● To do: Print the line that has "Phrase: woman's face" in it, then every remaining line of the data, exactly and without anything extra.

● Point localization data:

※ ※ ※

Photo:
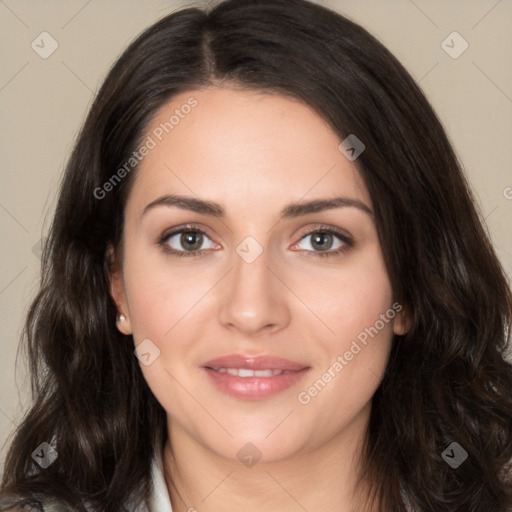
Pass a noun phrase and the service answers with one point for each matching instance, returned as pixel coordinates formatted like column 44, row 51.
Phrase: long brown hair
column 447, row 380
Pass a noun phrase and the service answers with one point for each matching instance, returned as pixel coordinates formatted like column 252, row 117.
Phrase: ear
column 402, row 321
column 117, row 292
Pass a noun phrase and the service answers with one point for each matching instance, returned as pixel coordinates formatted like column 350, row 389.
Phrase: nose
column 254, row 296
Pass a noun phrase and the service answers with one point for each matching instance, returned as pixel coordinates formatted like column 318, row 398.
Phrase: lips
column 263, row 362
column 253, row 377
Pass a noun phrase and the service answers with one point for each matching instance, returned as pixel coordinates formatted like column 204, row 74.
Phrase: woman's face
column 260, row 285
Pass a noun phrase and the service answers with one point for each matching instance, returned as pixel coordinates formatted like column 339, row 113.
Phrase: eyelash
column 347, row 241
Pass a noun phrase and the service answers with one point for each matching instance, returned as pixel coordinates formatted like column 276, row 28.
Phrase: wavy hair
column 448, row 379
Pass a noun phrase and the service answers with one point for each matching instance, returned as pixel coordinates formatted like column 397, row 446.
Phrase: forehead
column 246, row 149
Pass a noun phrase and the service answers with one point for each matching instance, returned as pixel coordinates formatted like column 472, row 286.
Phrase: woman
column 334, row 336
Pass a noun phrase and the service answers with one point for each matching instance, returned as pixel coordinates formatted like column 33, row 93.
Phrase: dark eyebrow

※ ※ ※

● Exercise result:
Phrase: woman's face
column 260, row 285
Pass a noun phrase and the service answers with one point for each matching instance, returned as pixel coordinates formatted like column 339, row 113.
Phrase: eyelash
column 347, row 241
Pass a noun phrase and the service answers with one point for each matching instance, returned as pixel coordinates formatted like column 276, row 28.
Phrase: wavy hair
column 448, row 379
Pass a noun phrase and the service answers with one point for each matching instance, returned as pixel coordinates formatted like column 397, row 446.
Phrase: forehead
column 246, row 149
Pass a noun phrase and the service answers with one point for each matching instance, returned as pixel coordinates formatted like column 472, row 286.
Phrase: woman
column 334, row 336
Pass a noun phrase and the service answers with one point for each matching instance, returned as pixel coordinates formatted like column 33, row 93.
Phrase: dark eyebrow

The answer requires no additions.